## WHAT THE TASK ASKS
Within the entries that follow, show each line where the word "truck" occurs.

- Opening Delimiter -

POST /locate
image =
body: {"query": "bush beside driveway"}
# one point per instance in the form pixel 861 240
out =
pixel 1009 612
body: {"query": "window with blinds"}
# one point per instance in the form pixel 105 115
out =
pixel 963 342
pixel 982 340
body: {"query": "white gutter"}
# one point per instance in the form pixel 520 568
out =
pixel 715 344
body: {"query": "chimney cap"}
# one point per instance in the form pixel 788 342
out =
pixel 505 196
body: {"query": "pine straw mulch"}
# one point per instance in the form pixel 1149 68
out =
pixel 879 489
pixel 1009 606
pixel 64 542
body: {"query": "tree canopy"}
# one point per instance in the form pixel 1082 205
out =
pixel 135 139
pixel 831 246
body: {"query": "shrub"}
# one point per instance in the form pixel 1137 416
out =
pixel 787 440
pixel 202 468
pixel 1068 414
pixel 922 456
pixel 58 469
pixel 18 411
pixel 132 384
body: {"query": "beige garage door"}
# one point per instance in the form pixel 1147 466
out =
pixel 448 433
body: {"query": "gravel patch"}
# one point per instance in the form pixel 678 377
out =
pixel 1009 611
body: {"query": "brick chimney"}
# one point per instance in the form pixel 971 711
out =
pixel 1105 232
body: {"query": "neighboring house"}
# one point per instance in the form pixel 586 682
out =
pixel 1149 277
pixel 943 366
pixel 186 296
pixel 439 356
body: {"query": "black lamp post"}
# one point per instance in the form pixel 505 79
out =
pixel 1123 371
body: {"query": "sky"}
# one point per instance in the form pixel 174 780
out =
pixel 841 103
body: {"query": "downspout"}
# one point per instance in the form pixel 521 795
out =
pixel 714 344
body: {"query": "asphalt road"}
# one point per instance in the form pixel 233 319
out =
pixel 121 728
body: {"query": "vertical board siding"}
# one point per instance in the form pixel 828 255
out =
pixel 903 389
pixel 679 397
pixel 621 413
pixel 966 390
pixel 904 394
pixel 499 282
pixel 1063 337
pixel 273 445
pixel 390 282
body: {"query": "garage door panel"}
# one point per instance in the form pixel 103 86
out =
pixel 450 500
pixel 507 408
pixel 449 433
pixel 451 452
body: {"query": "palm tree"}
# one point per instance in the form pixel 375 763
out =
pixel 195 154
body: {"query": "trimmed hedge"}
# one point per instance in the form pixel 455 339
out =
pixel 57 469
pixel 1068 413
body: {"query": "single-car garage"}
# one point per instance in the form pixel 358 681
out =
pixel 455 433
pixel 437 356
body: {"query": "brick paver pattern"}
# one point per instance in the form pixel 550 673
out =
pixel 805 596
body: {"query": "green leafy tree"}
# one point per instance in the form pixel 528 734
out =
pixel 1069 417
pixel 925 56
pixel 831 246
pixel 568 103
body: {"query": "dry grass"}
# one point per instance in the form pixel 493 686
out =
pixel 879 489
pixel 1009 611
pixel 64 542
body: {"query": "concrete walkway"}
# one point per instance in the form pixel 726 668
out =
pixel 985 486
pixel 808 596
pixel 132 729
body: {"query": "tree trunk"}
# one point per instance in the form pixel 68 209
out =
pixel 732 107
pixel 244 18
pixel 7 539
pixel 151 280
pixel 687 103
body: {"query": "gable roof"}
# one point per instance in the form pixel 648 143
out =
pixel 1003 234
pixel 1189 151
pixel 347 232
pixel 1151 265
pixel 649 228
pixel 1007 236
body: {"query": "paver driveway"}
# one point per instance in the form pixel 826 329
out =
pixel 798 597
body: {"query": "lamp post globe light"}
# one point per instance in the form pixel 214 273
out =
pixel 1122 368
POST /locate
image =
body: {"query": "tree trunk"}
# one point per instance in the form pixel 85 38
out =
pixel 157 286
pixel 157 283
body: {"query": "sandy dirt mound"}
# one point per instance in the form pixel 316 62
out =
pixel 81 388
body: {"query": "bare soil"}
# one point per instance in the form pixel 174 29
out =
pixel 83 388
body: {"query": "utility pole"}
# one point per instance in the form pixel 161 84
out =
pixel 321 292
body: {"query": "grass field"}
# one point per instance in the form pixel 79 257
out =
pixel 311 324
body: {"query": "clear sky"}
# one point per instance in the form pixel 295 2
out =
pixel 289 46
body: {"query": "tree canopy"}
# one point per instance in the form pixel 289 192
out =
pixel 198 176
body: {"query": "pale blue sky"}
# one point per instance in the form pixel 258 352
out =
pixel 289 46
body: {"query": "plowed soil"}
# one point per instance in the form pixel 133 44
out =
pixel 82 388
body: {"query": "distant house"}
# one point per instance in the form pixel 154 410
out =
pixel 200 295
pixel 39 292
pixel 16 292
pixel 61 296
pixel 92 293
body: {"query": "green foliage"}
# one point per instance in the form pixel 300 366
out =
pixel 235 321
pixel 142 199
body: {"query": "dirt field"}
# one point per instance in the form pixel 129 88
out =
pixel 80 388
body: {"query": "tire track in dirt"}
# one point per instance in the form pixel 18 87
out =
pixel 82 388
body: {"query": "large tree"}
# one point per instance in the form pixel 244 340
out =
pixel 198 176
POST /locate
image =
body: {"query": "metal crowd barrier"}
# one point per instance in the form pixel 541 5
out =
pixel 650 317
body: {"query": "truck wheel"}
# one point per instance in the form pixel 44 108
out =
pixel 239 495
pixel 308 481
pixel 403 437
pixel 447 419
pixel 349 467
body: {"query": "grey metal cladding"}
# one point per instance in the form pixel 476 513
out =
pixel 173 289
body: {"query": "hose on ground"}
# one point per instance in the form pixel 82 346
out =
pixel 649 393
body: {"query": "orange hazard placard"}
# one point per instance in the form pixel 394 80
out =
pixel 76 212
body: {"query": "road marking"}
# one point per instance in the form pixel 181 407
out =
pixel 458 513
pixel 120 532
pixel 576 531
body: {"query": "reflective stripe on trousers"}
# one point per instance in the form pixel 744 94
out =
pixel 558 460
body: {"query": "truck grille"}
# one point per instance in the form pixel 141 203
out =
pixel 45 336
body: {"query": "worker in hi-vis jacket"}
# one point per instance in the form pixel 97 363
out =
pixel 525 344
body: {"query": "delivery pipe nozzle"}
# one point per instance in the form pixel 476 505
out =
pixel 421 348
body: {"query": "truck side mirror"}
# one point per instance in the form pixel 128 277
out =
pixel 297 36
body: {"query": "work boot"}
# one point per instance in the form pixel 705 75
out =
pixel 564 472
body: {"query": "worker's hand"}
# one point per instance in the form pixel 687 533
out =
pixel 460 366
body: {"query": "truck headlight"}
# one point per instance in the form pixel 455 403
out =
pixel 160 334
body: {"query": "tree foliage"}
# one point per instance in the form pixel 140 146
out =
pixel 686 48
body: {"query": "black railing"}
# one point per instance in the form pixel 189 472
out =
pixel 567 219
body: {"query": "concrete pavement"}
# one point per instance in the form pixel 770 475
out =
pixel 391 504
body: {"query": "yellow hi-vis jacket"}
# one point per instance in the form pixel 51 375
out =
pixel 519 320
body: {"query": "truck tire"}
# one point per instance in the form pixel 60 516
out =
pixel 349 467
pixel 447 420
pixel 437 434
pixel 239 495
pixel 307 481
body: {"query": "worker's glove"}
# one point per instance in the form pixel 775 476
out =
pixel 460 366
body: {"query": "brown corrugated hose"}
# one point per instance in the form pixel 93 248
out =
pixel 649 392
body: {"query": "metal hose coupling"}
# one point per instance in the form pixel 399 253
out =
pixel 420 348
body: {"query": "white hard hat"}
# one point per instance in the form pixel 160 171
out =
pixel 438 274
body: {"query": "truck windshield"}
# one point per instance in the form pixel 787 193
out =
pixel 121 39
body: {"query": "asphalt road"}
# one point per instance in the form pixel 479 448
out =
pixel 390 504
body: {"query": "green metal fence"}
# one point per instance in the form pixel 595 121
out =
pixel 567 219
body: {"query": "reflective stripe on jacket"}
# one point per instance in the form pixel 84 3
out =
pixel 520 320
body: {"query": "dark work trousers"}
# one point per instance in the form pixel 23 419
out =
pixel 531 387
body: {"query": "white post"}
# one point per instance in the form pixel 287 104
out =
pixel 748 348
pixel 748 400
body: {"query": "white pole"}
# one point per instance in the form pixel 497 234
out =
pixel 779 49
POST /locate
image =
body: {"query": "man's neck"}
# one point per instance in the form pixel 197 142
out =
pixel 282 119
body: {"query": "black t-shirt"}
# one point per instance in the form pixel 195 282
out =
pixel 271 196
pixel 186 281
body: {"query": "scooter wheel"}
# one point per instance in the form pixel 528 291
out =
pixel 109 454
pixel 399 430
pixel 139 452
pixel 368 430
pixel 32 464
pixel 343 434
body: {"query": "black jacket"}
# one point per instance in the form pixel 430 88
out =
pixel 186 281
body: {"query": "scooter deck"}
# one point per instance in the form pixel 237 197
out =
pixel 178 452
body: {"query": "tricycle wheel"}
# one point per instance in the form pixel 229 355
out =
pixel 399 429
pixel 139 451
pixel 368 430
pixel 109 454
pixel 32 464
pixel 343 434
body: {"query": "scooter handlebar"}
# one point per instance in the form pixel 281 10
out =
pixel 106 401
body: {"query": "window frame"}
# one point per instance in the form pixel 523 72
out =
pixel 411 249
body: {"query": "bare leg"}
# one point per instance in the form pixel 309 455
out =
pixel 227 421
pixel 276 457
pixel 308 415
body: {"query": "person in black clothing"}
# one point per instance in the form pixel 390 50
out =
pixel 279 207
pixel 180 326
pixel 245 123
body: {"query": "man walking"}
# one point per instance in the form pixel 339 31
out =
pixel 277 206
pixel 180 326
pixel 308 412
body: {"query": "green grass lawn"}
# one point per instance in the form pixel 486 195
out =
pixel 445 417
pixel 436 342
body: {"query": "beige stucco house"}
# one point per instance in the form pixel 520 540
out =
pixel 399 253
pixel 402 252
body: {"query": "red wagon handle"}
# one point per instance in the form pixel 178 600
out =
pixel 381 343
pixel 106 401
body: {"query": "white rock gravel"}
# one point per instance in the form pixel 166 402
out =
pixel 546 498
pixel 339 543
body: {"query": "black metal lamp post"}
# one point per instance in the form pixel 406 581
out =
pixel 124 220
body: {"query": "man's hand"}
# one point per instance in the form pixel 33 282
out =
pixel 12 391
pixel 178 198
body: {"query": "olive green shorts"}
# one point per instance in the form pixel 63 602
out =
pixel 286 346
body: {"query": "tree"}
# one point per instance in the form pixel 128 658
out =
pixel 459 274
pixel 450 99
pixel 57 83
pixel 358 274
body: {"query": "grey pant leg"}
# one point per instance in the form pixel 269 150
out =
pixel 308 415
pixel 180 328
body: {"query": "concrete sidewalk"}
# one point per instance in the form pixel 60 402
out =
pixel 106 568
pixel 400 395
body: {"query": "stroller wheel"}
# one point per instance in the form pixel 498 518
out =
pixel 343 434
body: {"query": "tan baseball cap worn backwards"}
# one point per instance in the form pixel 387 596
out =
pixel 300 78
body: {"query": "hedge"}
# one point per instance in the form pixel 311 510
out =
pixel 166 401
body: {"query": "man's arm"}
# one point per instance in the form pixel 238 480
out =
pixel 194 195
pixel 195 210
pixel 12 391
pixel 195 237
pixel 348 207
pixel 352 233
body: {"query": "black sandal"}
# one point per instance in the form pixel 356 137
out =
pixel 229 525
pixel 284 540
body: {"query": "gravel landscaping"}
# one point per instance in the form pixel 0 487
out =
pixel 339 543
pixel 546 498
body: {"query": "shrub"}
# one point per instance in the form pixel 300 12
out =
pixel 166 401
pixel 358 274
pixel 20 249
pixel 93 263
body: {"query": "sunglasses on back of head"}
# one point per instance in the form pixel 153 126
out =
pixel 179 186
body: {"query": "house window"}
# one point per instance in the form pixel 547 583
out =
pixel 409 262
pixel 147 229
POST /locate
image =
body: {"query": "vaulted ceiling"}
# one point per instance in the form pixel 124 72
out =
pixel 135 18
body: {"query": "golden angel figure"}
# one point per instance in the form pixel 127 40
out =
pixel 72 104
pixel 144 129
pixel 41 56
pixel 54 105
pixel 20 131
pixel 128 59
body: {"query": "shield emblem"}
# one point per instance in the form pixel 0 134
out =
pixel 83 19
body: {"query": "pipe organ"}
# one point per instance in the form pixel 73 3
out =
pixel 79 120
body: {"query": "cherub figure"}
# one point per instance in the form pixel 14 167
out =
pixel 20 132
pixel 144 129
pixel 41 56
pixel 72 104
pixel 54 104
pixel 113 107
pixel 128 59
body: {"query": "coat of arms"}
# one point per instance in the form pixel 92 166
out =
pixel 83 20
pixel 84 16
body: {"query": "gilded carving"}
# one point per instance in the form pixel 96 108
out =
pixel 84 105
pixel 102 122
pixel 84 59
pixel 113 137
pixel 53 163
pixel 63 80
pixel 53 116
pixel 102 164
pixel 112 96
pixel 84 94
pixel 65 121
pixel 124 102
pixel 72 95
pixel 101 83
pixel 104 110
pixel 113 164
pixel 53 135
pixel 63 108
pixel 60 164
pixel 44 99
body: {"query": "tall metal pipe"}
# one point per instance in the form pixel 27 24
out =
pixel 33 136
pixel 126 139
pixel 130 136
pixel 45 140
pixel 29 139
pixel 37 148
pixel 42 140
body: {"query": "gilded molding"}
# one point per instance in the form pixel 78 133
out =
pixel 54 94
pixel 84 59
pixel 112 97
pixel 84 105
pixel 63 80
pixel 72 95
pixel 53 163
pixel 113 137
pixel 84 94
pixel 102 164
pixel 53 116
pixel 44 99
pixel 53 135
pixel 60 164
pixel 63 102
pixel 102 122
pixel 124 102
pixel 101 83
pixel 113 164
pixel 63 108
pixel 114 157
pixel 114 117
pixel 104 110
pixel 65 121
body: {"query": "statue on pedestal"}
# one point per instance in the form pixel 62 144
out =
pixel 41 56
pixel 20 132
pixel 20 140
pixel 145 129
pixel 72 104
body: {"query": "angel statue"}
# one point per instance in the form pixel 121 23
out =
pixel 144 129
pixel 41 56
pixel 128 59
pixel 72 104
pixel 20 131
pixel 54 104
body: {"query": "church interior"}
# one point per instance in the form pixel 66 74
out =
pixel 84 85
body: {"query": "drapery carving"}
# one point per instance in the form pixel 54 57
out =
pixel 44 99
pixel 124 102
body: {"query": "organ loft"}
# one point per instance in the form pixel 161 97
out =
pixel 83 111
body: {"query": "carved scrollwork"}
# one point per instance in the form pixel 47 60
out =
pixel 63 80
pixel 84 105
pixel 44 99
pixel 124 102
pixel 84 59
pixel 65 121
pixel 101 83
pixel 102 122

- Closing Delimiter -

## ANSWER SPACE
body: {"query": "truck wheel"}
body: {"query": "truck grille"}
body: {"query": "truck side mirror"}
body: {"query": "truck headlight"}
body: {"query": "truck tire"}
body: {"query": "truck windshield"}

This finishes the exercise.